[Extracted data entries]
***

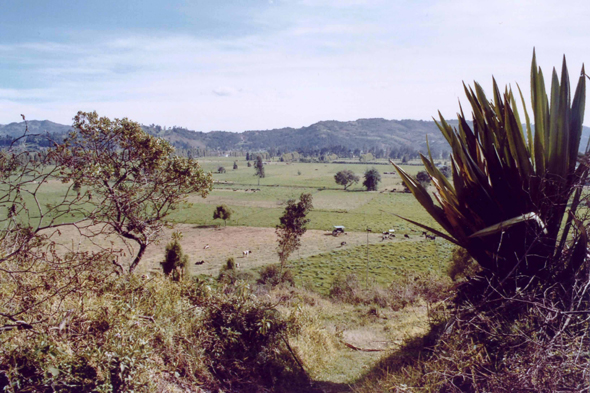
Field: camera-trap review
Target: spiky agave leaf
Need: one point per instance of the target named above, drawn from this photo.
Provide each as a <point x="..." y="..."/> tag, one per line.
<point x="509" y="183"/>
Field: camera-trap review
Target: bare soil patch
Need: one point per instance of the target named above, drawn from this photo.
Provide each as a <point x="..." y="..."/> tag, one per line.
<point x="226" y="242"/>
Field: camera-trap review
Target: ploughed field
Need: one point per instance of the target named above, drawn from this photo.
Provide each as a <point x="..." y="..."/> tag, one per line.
<point x="256" y="210"/>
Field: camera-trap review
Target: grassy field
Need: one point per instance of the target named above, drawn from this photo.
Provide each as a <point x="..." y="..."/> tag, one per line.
<point x="261" y="206"/>
<point x="385" y="261"/>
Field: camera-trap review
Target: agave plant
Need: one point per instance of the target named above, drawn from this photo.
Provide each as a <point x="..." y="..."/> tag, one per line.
<point x="515" y="187"/>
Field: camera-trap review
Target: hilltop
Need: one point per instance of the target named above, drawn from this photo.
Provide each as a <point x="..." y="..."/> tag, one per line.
<point x="359" y="134"/>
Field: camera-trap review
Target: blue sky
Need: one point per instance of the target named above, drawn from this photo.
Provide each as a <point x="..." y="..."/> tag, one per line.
<point x="261" y="64"/>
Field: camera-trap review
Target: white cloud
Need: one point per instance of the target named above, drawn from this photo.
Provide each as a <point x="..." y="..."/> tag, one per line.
<point x="397" y="61"/>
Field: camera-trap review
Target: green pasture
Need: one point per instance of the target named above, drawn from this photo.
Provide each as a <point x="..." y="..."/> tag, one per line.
<point x="386" y="261"/>
<point x="354" y="208"/>
<point x="312" y="175"/>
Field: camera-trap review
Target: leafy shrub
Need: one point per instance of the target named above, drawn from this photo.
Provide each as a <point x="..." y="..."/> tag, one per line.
<point x="229" y="273"/>
<point x="462" y="265"/>
<point x="246" y="337"/>
<point x="402" y="292"/>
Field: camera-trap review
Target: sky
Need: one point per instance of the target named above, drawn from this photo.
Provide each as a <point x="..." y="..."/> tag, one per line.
<point x="239" y="65"/>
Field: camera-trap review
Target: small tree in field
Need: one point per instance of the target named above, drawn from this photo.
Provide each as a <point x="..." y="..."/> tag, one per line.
<point x="292" y="227"/>
<point x="372" y="179"/>
<point x="132" y="180"/>
<point x="346" y="178"/>
<point x="222" y="212"/>
<point x="423" y="178"/>
<point x="259" y="168"/>
<point x="175" y="261"/>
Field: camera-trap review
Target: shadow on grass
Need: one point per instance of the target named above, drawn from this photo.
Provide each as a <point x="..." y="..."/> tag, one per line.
<point x="407" y="360"/>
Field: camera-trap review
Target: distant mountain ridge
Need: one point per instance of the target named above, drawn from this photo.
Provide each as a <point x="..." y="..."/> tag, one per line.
<point x="361" y="134"/>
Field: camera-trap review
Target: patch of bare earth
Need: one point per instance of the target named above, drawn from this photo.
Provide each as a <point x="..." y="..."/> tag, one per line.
<point x="226" y="242"/>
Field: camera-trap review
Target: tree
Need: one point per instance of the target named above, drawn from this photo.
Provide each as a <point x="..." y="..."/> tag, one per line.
<point x="292" y="226"/>
<point x="516" y="189"/>
<point x="423" y="178"/>
<point x="132" y="180"/>
<point x="175" y="261"/>
<point x="346" y="178"/>
<point x="259" y="168"/>
<point x="366" y="157"/>
<point x="372" y="179"/>
<point x="446" y="171"/>
<point x="223" y="212"/>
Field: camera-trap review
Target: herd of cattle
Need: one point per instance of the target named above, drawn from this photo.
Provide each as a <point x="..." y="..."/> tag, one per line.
<point x="384" y="236"/>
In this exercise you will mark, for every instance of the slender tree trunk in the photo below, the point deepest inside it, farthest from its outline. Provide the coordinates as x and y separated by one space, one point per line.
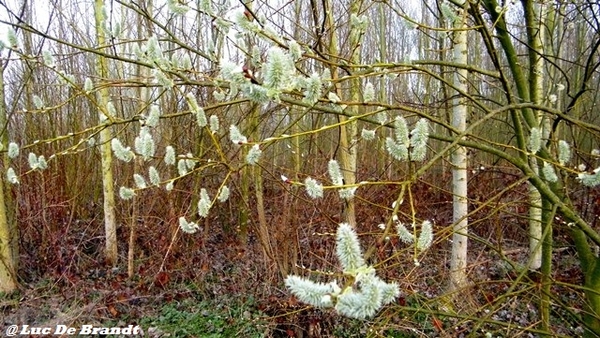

***

#### Your task
Output the data above without changes, apart from leaving out the pictures.

#### Answer to this exercise
Field: camera-trap review
Target: spiky agave leaf
Need: one point per instance of the target named above, drawn from this photo.
Provide each as a <point x="..." y="..."/> tag, one per line.
<point x="509" y="183"/>
Field: camera-trap review
Target: bare soil patch
Need: one point per instance of the target named above, drawn from this photo.
Provide each as a <point x="..." y="..."/> tag, one per line.
<point x="226" y="242"/>
Field: camera-trap review
Target: ploughed field
Need: one point per instance of the target named above, drawn from this photo.
Provide each as a <point x="..." y="..."/> tag, one per line.
<point x="256" y="210"/>
Field: camera-trap review
Target: grassy field
Need: one point per instance of the target named above, drawn from this photo.
Provide each as a <point x="..." y="..."/> tag, one per line.
<point x="261" y="206"/>
<point x="385" y="261"/>
Field: camera-trap review
Target: agave plant
Need: one point per instance of the target named above, drawn from this photo.
Provide each as a <point x="..." y="..."/> tag, one per line.
<point x="515" y="187"/>
Field: camera-trap review
Target: hilltop
Need: one point per instance of the target named above, drawn from this photo.
Provide each as a <point x="..." y="..."/> tag, one per line.
<point x="359" y="134"/>
Field: camera-trap review
Target: blue sky
Need: one point per instance of the target named above, drawn from this photo.
Provide each as a <point x="..." y="..."/> tag, one per line.
<point x="261" y="64"/>
Field: camera-trap review
Target: white cloud
Need: one point per instance of the target named above, drawn from this photo.
Provide each as a <point x="..." y="..."/> tag, one per line.
<point x="397" y="61"/>
Field: camera-trap review
Target: green pasture
Need: one point per instance of the target named above, drawn from this photo.
Provide each as a <point x="..." y="..."/> tag, one per line.
<point x="386" y="261"/>
<point x="354" y="208"/>
<point x="312" y="175"/>
Field: camera-trap review
Target: leafy shrub
Need: one point per instance of the target named above, drawn from this photo.
Provide each as a <point x="..." y="..."/> tag, one per line.
<point x="229" y="273"/>
<point x="462" y="265"/>
<point x="246" y="337"/>
<point x="402" y="292"/>
Field: camera-trap review
Target: sky
Need: one point per instance of the target named above, drawn from this photo.
Provide each as a <point x="..." y="..."/> tag, one per line.
<point x="239" y="65"/>
Field: camera-trap review
Target: small tree in field
Need: one point per instance of the target named above, drawn from this photo.
Provide each as a <point x="..." y="..."/> tag, one per line.
<point x="292" y="227"/>
<point x="372" y="179"/>
<point x="132" y="180"/>
<point x="346" y="178"/>
<point x="222" y="212"/>
<point x="423" y="178"/>
<point x="259" y="168"/>
<point x="175" y="261"/>
Field: camera-trap review
Target: shadow on grass
Need: one point per instance of the target named above, drawn from this photo.
Provide each as a <point x="..." y="..."/> tag, one per line.
<point x="407" y="360"/>
Field: camera-trap review
Target: distant mountain ridge
Need: one point per instance of the target named above, drawn from this photo.
Provide each as a <point x="..." y="..."/> tag, one per line.
<point x="361" y="134"/>
Field: camera-trap review
Target: patch of bare earth
Need: one point per instance of the target named above, drawn from this photo.
Provide each as a <point x="..." y="..."/> tag, one per line.
<point x="226" y="242"/>
Field: camera-trap review
Target: tree
Need: one point per instance of the target named above, drawn from this photo.
Provide each as a <point x="..." y="..."/> tag, one per line.
<point x="292" y="226"/>
<point x="516" y="189"/>
<point x="423" y="178"/>
<point x="132" y="180"/>
<point x="175" y="261"/>
<point x="346" y="178"/>
<point x="259" y="168"/>
<point x="366" y="157"/>
<point x="372" y="179"/>
<point x="446" y="171"/>
<point x="223" y="212"/>
Field: camera-trap review
Target: herd of cattle
Need: one point per instance of the target named above, drawn from this photo.
Provide each as a <point x="..." y="..."/> tag, one per line.
<point x="384" y="236"/>
In this exercise you will mark, for every instance of the slender tree trunk in the photo below, the point deepest inside it, farthest from its outline. Provide the coordinates as x and y separated by one space, one point per line.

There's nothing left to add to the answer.